◆ **What is being asked**
Copy the records below word for word, leaving out the pictures.

Box-labeled dataset extracts:
[start]
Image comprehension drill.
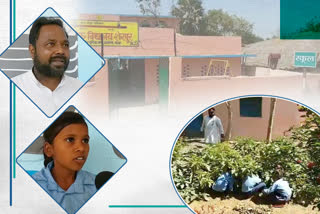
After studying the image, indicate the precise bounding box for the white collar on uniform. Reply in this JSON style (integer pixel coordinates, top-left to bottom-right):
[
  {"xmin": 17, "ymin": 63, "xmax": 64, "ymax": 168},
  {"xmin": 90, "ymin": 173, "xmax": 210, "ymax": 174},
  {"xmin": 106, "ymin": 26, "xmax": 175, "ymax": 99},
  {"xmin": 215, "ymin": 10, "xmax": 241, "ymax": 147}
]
[{"xmin": 30, "ymin": 68, "xmax": 66, "ymax": 92}]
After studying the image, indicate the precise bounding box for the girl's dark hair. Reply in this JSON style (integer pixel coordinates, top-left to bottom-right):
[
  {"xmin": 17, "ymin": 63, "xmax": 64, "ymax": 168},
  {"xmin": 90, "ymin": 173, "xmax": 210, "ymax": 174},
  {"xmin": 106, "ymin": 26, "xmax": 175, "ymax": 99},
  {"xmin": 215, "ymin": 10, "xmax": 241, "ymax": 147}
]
[{"xmin": 43, "ymin": 111, "xmax": 88, "ymax": 167}]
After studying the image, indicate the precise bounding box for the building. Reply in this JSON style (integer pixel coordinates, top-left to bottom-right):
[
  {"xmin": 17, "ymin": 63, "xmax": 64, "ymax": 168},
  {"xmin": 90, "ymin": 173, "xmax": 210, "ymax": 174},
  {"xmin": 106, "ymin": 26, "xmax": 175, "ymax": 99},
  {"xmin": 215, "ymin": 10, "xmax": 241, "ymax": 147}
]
[{"xmin": 184, "ymin": 97, "xmax": 303, "ymax": 140}]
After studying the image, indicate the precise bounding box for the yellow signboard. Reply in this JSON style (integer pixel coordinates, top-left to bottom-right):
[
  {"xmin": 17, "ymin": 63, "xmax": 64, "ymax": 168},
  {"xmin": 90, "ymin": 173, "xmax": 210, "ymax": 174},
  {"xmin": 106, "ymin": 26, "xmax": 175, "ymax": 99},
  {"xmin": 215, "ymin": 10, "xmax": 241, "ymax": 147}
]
[end]
◆ **Answer for this exercise**
Image comprehension drill.
After studying the image, indicate the precise bounding box for the white collar on uniform. Reply in this JSON style (integer pixel coordinates, top-left to bottom-right):
[
  {"xmin": 17, "ymin": 63, "xmax": 64, "ymax": 168},
  {"xmin": 90, "ymin": 173, "xmax": 210, "ymax": 174},
  {"xmin": 106, "ymin": 26, "xmax": 175, "ymax": 99},
  {"xmin": 215, "ymin": 10, "xmax": 241, "ymax": 147}
]
[{"xmin": 30, "ymin": 68, "xmax": 66, "ymax": 92}]
After studying the image, indicate the precise bounding box for the girl's dark hair. Reply in this JSON style (integer pixel coordinates, top-left to bottom-right):
[
  {"xmin": 17, "ymin": 63, "xmax": 64, "ymax": 168},
  {"xmin": 90, "ymin": 173, "xmax": 210, "ymax": 174},
  {"xmin": 106, "ymin": 26, "xmax": 175, "ymax": 99},
  {"xmin": 215, "ymin": 10, "xmax": 241, "ymax": 147}
]
[{"xmin": 43, "ymin": 111, "xmax": 88, "ymax": 167}]
After studying the image, indicate the precise bounding box for the building. Reply in this JSON style (integer pixel coordinates, top-left to bottom-right):
[
  {"xmin": 17, "ymin": 63, "xmax": 64, "ymax": 168},
  {"xmin": 90, "ymin": 173, "xmax": 210, "ymax": 174},
  {"xmin": 106, "ymin": 26, "xmax": 175, "ymax": 99},
  {"xmin": 215, "ymin": 10, "xmax": 241, "ymax": 147}
]
[{"xmin": 184, "ymin": 97, "xmax": 303, "ymax": 140}]
After studying the image, indicate the precise bounding box for the yellow signboard. Reply in this JSON style (integer pixel coordinates, top-left to bottom-right):
[
  {"xmin": 17, "ymin": 63, "xmax": 64, "ymax": 168},
  {"xmin": 90, "ymin": 173, "xmax": 210, "ymax": 174},
  {"xmin": 106, "ymin": 26, "xmax": 175, "ymax": 99},
  {"xmin": 215, "ymin": 10, "xmax": 241, "ymax": 147}
]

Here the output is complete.